*Task brief:*
Show every line of the entries below that contains the string "grassy", treating uppercase and lowercase as different.

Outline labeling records
────────────────────

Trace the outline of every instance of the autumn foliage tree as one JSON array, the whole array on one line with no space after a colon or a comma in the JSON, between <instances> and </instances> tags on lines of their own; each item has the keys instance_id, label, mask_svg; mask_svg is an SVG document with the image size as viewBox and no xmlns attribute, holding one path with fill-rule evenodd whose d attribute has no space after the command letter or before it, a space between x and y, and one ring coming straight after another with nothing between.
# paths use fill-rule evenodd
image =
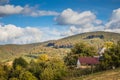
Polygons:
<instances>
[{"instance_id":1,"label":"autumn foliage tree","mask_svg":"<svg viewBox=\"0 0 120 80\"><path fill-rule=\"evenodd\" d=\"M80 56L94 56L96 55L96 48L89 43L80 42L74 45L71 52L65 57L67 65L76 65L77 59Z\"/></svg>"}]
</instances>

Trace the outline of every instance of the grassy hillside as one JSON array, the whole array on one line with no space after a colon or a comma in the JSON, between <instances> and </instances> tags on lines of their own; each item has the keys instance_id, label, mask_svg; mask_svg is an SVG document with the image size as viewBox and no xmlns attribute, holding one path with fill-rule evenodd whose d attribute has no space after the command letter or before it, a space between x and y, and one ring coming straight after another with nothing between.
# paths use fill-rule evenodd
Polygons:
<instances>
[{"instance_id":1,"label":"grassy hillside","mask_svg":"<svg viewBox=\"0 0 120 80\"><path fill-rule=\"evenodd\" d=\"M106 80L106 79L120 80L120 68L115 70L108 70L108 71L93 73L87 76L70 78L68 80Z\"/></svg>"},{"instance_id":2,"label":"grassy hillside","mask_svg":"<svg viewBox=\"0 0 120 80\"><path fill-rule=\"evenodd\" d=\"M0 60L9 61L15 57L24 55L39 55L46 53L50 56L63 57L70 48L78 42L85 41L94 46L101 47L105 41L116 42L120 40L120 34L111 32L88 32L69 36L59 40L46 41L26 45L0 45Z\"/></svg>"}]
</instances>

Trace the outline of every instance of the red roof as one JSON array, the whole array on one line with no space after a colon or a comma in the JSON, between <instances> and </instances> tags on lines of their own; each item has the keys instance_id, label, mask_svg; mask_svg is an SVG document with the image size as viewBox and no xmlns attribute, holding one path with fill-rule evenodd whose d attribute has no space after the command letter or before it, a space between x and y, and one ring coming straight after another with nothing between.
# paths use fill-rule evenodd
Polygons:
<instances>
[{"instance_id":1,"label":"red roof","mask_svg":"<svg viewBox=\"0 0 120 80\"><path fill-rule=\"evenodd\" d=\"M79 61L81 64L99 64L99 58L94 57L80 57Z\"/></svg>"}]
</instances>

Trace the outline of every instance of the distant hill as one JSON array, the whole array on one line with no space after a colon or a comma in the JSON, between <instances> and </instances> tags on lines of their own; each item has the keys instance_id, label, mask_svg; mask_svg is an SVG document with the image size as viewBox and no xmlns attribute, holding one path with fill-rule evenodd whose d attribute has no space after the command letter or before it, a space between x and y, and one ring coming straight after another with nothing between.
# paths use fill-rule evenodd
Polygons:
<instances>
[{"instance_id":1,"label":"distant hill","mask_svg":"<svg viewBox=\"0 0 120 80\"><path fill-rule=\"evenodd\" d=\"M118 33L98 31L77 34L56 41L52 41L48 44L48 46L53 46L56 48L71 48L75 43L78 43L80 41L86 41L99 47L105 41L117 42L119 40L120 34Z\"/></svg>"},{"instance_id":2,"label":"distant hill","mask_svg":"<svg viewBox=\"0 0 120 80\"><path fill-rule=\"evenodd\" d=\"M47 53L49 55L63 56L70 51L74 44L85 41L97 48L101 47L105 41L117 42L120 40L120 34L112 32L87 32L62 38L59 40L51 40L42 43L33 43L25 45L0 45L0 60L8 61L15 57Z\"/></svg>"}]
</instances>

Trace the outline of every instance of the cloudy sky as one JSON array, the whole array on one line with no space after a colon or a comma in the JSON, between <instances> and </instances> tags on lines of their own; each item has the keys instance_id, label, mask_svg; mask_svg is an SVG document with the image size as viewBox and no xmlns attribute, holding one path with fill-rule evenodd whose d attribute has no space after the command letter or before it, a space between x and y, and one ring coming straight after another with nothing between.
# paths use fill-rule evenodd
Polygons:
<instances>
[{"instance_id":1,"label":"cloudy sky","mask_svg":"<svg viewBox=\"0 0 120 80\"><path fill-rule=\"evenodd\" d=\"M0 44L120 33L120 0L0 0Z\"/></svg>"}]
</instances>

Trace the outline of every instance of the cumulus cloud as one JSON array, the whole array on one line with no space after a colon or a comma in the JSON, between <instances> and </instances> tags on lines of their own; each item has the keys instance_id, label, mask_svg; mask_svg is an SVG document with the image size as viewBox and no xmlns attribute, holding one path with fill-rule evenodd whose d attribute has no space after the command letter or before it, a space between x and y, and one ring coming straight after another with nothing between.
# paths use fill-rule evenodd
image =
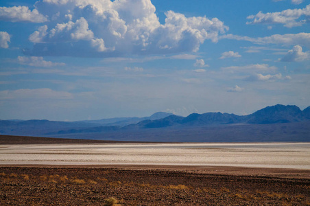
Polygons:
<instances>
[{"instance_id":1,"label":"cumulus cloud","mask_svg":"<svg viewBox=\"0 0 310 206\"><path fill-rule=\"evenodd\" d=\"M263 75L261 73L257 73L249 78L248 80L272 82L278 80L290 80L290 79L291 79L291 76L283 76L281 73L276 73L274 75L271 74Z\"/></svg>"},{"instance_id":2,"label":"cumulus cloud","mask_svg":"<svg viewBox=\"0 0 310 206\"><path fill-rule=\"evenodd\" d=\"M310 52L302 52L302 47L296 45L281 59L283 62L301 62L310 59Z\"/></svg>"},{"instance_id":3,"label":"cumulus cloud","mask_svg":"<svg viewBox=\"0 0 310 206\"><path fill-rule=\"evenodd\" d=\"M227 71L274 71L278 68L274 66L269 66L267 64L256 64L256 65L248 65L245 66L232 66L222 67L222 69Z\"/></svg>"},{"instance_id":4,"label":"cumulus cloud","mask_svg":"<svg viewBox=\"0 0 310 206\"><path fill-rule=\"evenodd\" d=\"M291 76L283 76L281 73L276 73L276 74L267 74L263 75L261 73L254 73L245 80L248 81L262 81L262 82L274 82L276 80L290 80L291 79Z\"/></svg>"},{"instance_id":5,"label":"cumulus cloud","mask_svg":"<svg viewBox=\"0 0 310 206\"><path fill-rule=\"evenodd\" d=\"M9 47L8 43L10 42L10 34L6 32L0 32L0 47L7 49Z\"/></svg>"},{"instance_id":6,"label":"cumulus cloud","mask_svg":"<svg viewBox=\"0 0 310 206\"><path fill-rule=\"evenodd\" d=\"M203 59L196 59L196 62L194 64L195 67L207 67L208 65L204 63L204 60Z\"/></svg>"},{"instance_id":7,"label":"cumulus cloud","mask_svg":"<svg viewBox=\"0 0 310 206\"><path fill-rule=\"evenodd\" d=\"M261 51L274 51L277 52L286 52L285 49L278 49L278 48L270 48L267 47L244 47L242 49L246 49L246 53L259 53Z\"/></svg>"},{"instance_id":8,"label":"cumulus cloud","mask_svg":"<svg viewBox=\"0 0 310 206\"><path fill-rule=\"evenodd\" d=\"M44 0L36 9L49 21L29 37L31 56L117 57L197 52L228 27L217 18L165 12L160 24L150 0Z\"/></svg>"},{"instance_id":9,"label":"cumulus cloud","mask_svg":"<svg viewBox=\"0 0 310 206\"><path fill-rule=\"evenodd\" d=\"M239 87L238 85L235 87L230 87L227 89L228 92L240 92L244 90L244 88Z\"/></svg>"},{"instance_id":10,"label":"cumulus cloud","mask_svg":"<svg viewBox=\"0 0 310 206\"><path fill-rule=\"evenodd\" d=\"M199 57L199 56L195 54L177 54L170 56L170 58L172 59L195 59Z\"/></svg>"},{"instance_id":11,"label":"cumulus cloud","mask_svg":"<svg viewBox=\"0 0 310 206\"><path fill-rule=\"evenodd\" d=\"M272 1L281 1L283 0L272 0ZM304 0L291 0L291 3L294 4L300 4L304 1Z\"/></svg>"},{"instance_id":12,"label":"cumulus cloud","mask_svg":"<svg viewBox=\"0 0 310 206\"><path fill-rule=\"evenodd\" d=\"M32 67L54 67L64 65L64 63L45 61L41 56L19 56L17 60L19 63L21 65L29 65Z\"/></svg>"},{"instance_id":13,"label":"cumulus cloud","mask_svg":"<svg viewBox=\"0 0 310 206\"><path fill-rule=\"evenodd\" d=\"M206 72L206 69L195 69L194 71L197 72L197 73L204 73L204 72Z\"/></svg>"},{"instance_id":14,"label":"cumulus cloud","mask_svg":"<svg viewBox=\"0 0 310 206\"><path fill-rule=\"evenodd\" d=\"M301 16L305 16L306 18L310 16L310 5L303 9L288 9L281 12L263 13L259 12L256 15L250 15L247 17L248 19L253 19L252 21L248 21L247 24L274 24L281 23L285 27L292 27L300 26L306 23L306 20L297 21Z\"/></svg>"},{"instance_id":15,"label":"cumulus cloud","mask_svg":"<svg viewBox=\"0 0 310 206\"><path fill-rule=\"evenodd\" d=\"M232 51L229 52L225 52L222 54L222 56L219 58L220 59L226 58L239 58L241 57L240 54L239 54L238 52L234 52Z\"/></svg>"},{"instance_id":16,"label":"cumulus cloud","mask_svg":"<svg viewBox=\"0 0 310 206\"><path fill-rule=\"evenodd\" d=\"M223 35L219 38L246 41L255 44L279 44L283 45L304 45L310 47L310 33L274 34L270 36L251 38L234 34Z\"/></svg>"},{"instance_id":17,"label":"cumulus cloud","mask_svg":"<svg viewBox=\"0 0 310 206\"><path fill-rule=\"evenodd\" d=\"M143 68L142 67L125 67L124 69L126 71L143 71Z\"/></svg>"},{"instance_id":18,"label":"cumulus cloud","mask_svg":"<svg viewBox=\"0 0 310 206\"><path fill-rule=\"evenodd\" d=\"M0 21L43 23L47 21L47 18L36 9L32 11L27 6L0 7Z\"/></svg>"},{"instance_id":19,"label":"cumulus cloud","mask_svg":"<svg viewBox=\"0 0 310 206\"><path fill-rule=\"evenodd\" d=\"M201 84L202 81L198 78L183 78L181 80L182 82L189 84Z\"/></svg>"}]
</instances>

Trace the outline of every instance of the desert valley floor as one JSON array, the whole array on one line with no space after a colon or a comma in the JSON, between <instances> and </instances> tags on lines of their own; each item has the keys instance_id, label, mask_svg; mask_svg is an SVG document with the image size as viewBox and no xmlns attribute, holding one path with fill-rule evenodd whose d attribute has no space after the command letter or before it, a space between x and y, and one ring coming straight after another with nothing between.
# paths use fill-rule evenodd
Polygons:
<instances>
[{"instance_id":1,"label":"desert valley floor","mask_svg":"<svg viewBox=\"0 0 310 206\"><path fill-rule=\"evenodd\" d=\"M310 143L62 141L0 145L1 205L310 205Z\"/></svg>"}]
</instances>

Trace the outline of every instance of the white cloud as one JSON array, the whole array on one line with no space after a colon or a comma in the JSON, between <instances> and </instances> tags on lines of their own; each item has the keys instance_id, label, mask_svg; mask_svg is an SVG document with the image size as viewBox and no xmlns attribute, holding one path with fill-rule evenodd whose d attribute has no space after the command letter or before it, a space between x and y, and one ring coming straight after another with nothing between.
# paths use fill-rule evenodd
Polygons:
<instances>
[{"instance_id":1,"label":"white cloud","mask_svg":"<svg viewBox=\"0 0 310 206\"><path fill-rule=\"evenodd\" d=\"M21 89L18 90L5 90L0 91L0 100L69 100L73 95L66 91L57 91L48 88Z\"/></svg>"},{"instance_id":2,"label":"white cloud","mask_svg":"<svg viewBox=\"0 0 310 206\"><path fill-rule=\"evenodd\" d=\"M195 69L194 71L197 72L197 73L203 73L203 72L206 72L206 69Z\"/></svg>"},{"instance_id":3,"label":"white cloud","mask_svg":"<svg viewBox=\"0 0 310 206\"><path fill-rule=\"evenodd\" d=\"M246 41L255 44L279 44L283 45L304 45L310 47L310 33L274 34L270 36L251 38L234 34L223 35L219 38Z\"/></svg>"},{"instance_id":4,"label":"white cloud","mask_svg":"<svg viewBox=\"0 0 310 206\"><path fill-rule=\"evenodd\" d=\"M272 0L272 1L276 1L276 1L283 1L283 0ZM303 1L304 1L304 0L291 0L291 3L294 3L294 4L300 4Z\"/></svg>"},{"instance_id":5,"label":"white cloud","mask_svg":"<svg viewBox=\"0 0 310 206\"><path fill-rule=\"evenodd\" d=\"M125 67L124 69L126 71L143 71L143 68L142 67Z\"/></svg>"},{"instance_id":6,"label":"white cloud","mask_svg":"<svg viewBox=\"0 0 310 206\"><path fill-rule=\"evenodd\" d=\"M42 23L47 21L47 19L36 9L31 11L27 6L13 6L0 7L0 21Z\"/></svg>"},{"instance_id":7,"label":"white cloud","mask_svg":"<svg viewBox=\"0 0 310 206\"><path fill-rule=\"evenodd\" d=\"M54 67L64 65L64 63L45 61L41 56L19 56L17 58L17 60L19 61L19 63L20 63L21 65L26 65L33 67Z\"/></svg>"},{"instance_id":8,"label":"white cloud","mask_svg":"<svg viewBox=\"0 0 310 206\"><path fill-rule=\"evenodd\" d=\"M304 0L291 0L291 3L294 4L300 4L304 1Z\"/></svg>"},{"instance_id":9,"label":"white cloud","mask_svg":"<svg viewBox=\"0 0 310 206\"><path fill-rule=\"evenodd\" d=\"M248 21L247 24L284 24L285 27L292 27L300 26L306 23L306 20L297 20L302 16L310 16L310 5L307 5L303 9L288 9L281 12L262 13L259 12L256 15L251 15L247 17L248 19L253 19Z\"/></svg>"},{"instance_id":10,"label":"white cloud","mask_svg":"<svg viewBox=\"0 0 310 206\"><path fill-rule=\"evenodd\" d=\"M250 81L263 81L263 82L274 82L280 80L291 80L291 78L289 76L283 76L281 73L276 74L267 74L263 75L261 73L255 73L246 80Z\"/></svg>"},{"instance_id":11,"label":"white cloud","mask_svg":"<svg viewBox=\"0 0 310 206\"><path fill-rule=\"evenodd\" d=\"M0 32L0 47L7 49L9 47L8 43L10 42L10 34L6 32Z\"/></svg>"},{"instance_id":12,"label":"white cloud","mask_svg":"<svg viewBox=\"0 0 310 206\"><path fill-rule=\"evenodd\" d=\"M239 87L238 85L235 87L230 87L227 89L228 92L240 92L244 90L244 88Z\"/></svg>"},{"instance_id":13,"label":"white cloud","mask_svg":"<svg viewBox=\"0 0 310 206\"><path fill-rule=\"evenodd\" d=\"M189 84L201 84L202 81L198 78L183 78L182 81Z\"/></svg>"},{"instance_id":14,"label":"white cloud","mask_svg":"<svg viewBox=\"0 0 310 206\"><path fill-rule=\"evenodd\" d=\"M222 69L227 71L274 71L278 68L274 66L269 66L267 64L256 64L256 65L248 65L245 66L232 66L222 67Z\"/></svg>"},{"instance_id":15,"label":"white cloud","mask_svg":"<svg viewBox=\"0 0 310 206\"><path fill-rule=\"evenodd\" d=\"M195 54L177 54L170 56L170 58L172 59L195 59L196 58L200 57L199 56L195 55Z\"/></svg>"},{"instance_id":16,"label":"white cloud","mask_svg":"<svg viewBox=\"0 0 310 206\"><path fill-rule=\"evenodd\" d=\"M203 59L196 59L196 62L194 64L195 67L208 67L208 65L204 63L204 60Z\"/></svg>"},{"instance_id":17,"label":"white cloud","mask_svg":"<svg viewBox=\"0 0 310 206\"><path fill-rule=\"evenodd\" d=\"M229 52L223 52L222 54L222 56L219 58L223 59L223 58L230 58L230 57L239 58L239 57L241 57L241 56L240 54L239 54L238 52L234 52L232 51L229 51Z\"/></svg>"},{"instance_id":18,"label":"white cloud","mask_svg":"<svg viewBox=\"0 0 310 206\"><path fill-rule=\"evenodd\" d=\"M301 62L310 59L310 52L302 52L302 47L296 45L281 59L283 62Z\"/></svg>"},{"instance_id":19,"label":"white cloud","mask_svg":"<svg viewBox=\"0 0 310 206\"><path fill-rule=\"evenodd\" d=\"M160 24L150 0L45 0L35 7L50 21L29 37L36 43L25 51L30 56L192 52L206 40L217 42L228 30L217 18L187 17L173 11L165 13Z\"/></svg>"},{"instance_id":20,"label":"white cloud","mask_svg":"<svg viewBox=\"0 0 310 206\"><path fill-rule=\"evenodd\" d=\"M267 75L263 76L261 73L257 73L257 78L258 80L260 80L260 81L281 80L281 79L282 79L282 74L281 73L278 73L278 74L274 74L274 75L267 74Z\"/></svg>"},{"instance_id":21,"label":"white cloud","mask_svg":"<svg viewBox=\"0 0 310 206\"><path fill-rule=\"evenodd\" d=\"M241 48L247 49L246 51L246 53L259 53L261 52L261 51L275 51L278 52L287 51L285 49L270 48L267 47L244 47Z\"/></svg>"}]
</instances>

────────────────────

*Answer to this problem:*
Trace the outline of every instance of the grassy hillside as one JSON array, the whole array on one line with no space after a colon or a comma in the JSON, between <instances> and </instances> tags on lines of their own; each item has the keys instance_id, label, mask_svg; mask_svg is an SVG document with the image size as viewBox and no xmlns attribute, holding one path with fill-rule evenodd whose d attribute has no space after the command letter or before it, a space between x and y, and one ring coming straight after another with nothing between.
[{"instance_id":1,"label":"grassy hillside","mask_svg":"<svg viewBox=\"0 0 120 80\"><path fill-rule=\"evenodd\" d=\"M106 80L106 79L120 80L120 68L115 70L108 70L108 71L93 73L87 76L70 78L68 80Z\"/></svg>"},{"instance_id":2,"label":"grassy hillside","mask_svg":"<svg viewBox=\"0 0 120 80\"><path fill-rule=\"evenodd\" d=\"M0 60L9 61L15 57L24 55L39 55L46 53L50 56L63 57L70 48L78 42L85 41L94 46L101 47L105 41L116 42L120 40L120 34L111 32L88 32L69 36L59 40L46 41L26 45L0 45Z\"/></svg>"}]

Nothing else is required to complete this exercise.